(Passage shown):

>> START

Question

In Young’s double slit experiment performed using a monochromatic light of wavelength λ, when a glass plate (μ = 1.5) of thickness xλ is introduced in the path of the one of the interfering beams, the intensity at the position where the central maximum occurred previously remains unchanged. The value of x will be:

• A. 3
• B. 2
• C. 1.5
• D. 0.5

Answer 1

The Correct Option is B

In Young's double slit experiment, when a glass plate is introduced in the path of one of the beams, it causes an additional path difference due to the change in optical path length. This can result in a shift of the interference pattern.

The formula for the optical path difference introduced by a glass plate is given by:

\(\Delta = (\mu - 1) t\) 

where \(\mu\) is the refractive index of the glass plate and \(t\) is its thickness.

For the intensity at the original central maximum to remain unchanged, the introduced path difference \(\Delta\) must be an integral multiple of the wavelength \(\lambda\). Therefore:

\((\mu - 1) t = n\lambda\)

>> END

Continue the worked answer to the double-slit glass plate question, starting after its final equation.

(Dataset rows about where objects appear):

>> START

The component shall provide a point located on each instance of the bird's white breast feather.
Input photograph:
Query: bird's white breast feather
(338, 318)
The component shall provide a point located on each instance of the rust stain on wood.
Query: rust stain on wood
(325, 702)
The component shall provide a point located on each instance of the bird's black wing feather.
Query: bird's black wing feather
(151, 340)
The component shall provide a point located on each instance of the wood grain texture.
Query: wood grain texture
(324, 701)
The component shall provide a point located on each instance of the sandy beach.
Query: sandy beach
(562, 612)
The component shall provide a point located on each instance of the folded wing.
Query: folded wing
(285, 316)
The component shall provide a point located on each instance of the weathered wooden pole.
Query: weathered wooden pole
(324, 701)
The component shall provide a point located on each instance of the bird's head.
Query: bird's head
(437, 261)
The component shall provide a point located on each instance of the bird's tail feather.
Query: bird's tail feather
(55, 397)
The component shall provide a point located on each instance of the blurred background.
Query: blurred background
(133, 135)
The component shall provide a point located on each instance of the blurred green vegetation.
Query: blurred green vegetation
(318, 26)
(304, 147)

>> END

(Written response):
Given: \(\mu = 1.5\) and \(t = x\lambda\).

So, substituting these values, we have:

\(((1.5 - 1) x\lambda) = n\lambda\)

This simplifies to:

\(0.5x\lambda = \lambda\)

Cancelling \(\lambda\) from both sides, we get:

\(0.5x = 1\)

Thus, \(x = \frac{1}{0.5} = 2\)

Therefore, the value of \(x\) is 2, which corresponds to the condition given in the problem statement.

Answer 2

The correct answer is (B) : 2
For the intensity to remain same the position must be of a maxima so path difference must be nλ so
(1.5 – 1)xλ = nλ
x = 2n (n = 0, 1, 2 …)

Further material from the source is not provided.